SUPPLIED DATA —

========================================================================

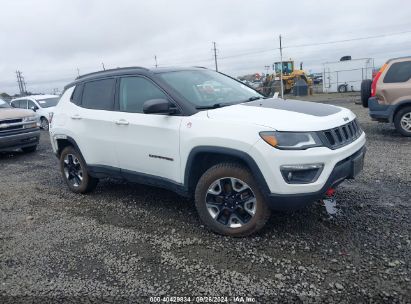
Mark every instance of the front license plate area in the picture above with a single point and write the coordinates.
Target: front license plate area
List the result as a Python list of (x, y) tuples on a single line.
[(357, 165)]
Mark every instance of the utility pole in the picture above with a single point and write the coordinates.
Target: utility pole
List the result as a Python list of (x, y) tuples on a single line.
[(21, 83), (281, 71), (215, 57), (267, 67)]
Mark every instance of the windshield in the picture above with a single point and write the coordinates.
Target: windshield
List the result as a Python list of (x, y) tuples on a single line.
[(48, 102), (207, 88), (4, 104)]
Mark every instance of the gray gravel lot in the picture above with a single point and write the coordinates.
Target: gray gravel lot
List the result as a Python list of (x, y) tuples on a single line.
[(127, 242)]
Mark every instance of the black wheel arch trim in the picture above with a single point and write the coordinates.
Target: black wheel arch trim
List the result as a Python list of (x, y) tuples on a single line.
[(398, 107), (245, 157)]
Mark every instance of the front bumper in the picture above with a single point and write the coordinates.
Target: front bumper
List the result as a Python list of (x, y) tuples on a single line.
[(344, 169), (380, 112), (20, 140)]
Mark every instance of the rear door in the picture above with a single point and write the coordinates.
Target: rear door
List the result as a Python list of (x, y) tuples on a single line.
[(93, 124), (146, 143), (396, 84)]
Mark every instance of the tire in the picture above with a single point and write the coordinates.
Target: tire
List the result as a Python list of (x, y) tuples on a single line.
[(342, 88), (44, 124), (74, 171), (365, 92), (227, 210), (30, 149), (402, 121)]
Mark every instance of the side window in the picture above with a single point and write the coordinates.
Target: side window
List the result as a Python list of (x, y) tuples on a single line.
[(22, 104), (31, 104), (99, 95), (134, 91), (76, 96), (398, 72)]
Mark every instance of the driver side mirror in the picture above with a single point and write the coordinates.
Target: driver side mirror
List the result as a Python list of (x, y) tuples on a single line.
[(159, 106)]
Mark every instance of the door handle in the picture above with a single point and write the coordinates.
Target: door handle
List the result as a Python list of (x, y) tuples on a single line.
[(122, 122), (76, 116)]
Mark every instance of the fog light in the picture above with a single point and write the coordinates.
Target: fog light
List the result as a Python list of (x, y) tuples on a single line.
[(301, 173)]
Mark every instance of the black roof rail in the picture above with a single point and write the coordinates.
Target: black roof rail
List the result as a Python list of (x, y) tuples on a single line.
[(111, 70)]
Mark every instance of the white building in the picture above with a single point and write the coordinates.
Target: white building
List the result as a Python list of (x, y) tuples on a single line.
[(346, 75)]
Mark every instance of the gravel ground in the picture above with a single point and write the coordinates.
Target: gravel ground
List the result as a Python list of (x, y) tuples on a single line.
[(127, 242)]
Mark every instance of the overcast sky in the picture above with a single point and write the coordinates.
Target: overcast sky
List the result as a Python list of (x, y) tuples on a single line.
[(49, 39)]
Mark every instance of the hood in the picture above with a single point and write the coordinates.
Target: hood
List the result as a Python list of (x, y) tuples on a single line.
[(13, 113), (285, 115)]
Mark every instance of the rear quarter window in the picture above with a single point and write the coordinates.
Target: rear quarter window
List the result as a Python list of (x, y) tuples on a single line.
[(99, 95), (77, 93), (398, 72)]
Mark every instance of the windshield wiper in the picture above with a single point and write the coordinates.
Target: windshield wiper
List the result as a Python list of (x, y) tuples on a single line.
[(213, 106), (222, 104)]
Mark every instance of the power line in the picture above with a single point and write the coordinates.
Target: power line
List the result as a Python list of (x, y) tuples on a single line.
[(315, 44), (348, 40)]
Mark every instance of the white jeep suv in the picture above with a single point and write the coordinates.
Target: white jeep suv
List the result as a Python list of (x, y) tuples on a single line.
[(205, 135)]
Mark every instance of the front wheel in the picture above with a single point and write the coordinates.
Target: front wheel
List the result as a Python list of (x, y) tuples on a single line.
[(402, 121), (229, 201), (74, 171), (342, 88)]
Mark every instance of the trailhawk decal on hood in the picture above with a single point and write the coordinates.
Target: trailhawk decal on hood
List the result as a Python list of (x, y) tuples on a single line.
[(309, 108)]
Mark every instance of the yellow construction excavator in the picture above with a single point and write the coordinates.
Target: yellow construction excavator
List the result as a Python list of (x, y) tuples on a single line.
[(272, 82)]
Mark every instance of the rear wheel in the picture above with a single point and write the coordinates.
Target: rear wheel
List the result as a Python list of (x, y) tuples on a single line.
[(365, 92), (402, 121), (74, 171), (229, 201)]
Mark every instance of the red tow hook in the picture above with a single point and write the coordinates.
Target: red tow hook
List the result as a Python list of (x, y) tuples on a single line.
[(330, 203), (330, 192)]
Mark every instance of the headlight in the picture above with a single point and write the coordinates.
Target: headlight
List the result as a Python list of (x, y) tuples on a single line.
[(291, 140), (30, 118)]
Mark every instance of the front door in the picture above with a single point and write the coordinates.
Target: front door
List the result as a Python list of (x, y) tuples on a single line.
[(148, 144)]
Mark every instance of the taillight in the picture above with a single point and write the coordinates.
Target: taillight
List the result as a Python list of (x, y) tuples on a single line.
[(375, 80)]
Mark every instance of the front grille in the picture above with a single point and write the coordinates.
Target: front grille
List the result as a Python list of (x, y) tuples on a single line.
[(341, 136)]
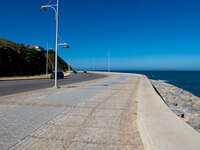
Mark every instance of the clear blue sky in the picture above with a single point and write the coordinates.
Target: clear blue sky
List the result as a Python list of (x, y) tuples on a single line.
[(140, 34)]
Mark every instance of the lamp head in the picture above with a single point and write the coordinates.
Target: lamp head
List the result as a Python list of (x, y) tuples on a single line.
[(42, 8), (66, 46)]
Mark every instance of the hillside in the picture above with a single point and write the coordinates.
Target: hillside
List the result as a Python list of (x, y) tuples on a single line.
[(18, 59)]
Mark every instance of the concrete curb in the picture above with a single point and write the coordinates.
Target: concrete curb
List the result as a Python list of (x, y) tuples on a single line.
[(159, 127)]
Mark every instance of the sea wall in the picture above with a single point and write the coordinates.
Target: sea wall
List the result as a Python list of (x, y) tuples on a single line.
[(160, 128), (184, 104)]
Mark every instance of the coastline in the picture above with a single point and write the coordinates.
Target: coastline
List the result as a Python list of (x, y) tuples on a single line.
[(183, 103)]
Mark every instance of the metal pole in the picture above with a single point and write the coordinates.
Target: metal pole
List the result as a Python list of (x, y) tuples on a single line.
[(108, 61), (56, 69), (47, 61)]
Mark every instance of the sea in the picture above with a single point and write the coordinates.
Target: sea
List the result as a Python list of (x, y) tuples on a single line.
[(187, 80)]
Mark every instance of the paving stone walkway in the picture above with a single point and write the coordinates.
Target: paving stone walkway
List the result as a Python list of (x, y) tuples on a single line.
[(105, 121)]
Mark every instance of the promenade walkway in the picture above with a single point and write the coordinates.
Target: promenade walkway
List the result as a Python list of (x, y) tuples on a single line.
[(97, 114)]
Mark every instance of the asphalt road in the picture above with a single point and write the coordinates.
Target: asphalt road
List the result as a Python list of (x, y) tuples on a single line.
[(17, 86), (91, 116)]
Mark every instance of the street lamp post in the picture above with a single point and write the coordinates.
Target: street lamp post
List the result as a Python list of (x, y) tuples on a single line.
[(55, 8)]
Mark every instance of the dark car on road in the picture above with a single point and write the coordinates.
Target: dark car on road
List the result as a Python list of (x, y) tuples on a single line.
[(60, 75)]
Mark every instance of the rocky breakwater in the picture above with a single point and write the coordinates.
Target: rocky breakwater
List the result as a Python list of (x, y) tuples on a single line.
[(182, 103)]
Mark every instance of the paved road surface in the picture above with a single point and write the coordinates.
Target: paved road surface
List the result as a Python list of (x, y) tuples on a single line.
[(17, 86), (97, 115)]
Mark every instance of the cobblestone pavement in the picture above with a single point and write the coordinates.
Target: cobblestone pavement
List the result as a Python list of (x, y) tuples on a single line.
[(105, 119)]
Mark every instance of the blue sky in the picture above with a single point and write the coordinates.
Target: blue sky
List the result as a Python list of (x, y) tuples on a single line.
[(139, 34)]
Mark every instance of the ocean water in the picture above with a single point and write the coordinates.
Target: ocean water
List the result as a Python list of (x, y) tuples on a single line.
[(187, 80)]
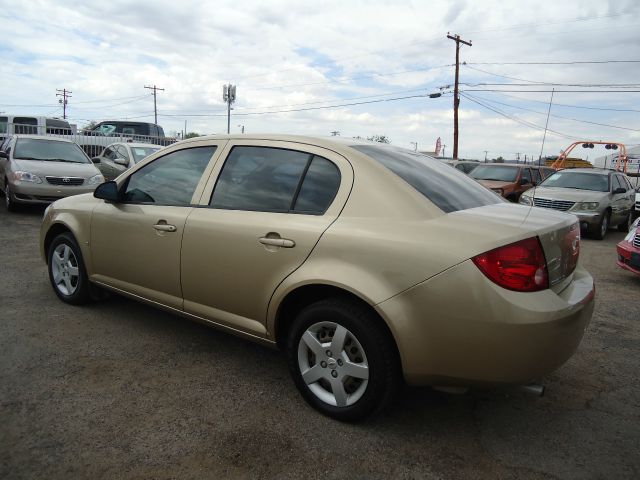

========================================================================

WHAT IS EXPECTED — Where in the entries does the word "area" occur? Copy out each line that has it.

ANSWER —
Mark every instance of the front license plate area in the picture above with a single point and write the coordinates.
Target: front license plate area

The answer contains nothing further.